__BRIEF__
In the entries that follow, which lines hold the string "window"? List them.

__SUPPLIED INFORMATION__
■ ■ ■ ■ ■ ■ ■

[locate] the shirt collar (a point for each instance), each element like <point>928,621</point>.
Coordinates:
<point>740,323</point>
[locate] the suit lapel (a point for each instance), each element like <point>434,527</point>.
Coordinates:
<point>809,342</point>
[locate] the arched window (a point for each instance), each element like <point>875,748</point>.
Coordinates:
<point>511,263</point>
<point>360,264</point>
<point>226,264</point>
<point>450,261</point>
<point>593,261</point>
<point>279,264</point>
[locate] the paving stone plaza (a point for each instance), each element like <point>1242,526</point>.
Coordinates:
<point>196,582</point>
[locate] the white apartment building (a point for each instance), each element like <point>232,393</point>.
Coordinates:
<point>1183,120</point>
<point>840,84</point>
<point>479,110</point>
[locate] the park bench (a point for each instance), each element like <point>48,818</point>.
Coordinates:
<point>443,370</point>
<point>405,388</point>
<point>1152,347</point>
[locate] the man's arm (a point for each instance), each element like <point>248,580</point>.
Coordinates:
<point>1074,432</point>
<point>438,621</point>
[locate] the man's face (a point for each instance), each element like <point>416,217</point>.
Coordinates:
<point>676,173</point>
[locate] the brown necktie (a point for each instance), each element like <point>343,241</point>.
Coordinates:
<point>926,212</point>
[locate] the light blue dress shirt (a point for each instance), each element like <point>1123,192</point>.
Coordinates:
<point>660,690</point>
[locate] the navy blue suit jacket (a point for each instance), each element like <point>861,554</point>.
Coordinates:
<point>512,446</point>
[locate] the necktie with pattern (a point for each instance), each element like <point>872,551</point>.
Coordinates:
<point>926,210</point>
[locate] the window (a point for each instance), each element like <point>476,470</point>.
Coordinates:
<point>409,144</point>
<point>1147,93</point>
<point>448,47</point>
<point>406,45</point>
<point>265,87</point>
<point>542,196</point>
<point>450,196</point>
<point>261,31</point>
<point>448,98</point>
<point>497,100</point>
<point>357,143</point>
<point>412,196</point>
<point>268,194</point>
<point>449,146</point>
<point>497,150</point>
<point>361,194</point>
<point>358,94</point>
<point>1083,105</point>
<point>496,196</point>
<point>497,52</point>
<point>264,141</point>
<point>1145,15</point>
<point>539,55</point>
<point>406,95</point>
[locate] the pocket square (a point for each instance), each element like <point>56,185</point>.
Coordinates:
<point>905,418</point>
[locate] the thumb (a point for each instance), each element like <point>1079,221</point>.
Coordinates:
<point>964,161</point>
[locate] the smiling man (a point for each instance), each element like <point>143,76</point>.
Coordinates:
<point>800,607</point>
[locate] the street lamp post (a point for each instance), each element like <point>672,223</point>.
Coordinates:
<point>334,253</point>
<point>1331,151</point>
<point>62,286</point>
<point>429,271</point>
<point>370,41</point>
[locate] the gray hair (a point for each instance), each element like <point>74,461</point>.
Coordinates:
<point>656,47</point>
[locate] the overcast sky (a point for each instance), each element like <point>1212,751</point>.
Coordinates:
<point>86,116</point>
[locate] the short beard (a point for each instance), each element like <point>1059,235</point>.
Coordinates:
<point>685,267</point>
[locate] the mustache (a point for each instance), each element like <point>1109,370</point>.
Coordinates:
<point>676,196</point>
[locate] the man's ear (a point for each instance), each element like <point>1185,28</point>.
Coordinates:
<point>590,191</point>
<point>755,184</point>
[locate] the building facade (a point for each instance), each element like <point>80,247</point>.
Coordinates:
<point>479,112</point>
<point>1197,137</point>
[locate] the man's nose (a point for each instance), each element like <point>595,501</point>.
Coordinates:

■ ■ ■ ■ ■ ■ ■

__ANSWER SPACE__
[locate] the arched window (a point for each instance), each element like <point>875,748</point>.
[locate] the window (a point for each instance), each element like <point>476,470</point>.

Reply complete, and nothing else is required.